**Detection annotation data**.

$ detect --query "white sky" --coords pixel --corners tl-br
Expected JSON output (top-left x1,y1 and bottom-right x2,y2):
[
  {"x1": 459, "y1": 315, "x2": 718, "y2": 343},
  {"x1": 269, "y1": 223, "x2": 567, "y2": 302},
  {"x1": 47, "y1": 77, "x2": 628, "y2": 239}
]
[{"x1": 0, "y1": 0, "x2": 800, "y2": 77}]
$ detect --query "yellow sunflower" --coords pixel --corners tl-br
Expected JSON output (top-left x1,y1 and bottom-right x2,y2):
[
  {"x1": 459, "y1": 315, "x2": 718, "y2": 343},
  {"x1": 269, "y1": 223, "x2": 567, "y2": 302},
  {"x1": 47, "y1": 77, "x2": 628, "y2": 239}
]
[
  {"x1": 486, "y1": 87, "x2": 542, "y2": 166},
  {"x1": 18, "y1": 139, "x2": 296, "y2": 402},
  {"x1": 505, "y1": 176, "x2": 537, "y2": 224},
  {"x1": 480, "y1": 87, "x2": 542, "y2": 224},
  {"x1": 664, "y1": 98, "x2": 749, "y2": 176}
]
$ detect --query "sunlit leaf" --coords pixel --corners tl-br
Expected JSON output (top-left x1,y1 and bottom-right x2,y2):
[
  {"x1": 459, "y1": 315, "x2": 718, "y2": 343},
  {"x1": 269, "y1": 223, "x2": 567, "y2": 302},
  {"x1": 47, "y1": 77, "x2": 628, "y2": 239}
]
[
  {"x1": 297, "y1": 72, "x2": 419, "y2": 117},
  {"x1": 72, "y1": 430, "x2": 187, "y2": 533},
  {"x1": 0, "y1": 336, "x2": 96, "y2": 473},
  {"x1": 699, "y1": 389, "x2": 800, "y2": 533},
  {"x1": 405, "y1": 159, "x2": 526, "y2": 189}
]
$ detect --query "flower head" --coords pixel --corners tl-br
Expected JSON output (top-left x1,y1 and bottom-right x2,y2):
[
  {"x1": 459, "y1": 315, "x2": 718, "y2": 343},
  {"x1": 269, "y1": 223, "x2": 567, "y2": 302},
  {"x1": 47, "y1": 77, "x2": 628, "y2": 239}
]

**Goal**. Format every line of the data above as a numbered list, omitting any blank lines.

**The answer**.
1. $ detect --query "white sky" --coords pixel --corners tl-br
2. Expected JSON output (top-left x1,y1 and bottom-right x2,y2):
3. [
4.   {"x1": 459, "y1": 315, "x2": 718, "y2": 343},
5.   {"x1": 269, "y1": 223, "x2": 567, "y2": 302},
6.   {"x1": 47, "y1": 77, "x2": 628, "y2": 239}
7. ]
8. [{"x1": 0, "y1": 0, "x2": 800, "y2": 77}]
9. $ detect --query "yellow sunflower" --coords pixel --corners tl-br
10. Expected JSON output (top-left x1,y1 and bottom-right x2,y2):
11. [
12.   {"x1": 459, "y1": 315, "x2": 718, "y2": 343},
13.   {"x1": 269, "y1": 223, "x2": 567, "y2": 302},
14.   {"x1": 47, "y1": 77, "x2": 628, "y2": 239}
15. ]
16. [
17.   {"x1": 486, "y1": 87, "x2": 542, "y2": 166},
18.   {"x1": 18, "y1": 139, "x2": 296, "y2": 402},
19.   {"x1": 505, "y1": 176, "x2": 537, "y2": 224},
20.   {"x1": 480, "y1": 87, "x2": 542, "y2": 224},
21.   {"x1": 664, "y1": 98, "x2": 749, "y2": 176}
22. ]
23. $ detect --query "sunlit leaf" --coords pixel --corners tl-br
24. Expected JSON output (top-left x1,y1 and bottom-right x2,y2):
25. [
26.   {"x1": 459, "y1": 315, "x2": 718, "y2": 343},
27.   {"x1": 269, "y1": 223, "x2": 567, "y2": 302},
28.   {"x1": 47, "y1": 77, "x2": 628, "y2": 239}
29. ]
30. [
31.   {"x1": 297, "y1": 72, "x2": 419, "y2": 117},
32.   {"x1": 72, "y1": 430, "x2": 187, "y2": 533},
33.   {"x1": 0, "y1": 336, "x2": 96, "y2": 473},
34.   {"x1": 699, "y1": 389, "x2": 800, "y2": 533},
35.   {"x1": 405, "y1": 159, "x2": 526, "y2": 189}
36. ]
37. $ detect --query "flower head" --coords pixel --corners tl-br
38. Expected JSON output (top-left x1,y1 and bottom-right x2,y2):
39. [
40.   {"x1": 459, "y1": 315, "x2": 718, "y2": 343},
41.   {"x1": 269, "y1": 223, "x2": 567, "y2": 302},
42.   {"x1": 47, "y1": 77, "x2": 628, "y2": 239}
43. ]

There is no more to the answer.